WHAT IS BEING ASKED » Lines holding the word "hand" are the ones to copy from the data below.

DATA FOR THE TASK »
Content starts

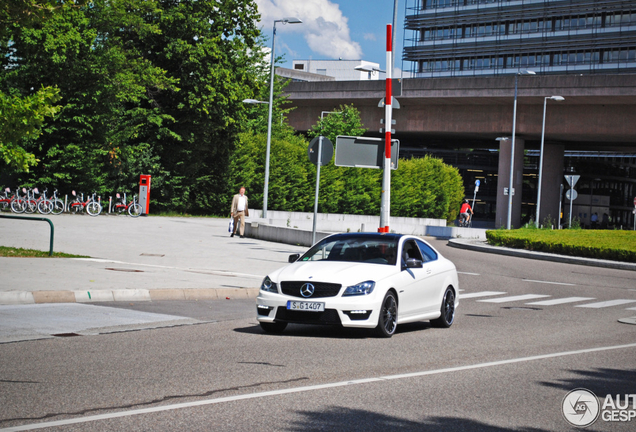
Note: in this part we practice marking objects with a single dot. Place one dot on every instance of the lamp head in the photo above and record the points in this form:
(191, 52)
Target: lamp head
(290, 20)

Content ends
Content starts

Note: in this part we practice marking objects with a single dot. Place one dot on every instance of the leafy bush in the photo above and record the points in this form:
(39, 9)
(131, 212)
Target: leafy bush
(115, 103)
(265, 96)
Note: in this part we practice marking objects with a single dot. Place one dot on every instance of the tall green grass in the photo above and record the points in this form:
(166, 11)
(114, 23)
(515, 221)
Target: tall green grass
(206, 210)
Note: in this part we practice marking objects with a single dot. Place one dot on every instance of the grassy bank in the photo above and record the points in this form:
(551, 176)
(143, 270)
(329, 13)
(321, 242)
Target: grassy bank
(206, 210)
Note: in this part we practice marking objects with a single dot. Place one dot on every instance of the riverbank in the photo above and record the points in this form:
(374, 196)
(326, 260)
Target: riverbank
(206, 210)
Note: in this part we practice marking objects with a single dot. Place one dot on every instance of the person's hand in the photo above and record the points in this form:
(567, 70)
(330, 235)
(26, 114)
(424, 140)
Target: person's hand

Content ends
Content starts

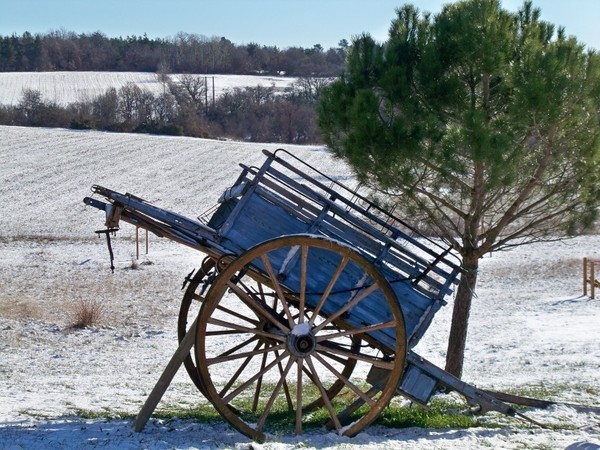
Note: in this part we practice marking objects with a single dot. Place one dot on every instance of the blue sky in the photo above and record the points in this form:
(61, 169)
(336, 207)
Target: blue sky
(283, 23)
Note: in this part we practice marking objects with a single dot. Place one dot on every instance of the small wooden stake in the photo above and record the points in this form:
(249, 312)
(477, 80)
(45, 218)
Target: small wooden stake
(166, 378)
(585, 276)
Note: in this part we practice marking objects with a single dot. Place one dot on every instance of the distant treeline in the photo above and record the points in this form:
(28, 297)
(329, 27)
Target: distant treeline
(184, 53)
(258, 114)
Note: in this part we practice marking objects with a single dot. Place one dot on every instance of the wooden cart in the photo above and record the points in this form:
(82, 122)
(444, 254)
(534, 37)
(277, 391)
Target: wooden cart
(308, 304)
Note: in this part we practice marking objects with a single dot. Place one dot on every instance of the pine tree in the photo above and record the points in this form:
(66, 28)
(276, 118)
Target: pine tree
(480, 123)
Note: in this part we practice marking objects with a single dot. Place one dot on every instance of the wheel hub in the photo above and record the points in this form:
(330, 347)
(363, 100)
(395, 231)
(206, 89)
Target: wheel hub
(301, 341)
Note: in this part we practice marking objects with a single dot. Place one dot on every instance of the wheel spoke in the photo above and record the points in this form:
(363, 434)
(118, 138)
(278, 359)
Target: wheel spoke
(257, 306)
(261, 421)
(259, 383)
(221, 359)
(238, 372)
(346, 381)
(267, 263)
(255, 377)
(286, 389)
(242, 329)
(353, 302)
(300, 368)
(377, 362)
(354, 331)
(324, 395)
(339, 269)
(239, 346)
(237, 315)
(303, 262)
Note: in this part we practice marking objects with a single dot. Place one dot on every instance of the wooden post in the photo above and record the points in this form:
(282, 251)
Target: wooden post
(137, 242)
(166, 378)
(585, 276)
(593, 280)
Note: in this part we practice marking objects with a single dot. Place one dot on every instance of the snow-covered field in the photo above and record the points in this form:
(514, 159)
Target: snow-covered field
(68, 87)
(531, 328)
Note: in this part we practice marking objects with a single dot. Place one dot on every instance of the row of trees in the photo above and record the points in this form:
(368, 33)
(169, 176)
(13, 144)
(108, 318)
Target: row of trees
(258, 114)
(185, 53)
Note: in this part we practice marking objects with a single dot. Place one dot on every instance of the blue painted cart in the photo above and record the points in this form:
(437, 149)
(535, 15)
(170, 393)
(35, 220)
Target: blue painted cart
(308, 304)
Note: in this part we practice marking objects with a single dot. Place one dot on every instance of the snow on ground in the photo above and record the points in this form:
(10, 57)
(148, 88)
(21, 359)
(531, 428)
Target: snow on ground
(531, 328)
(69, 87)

Content ends

YOUR SOLUTION »
Note: in this part we practice marking objects with a single dot. Place one dot on every instance of the person's hand in the photo above and record the points in this form:
Target: person's hand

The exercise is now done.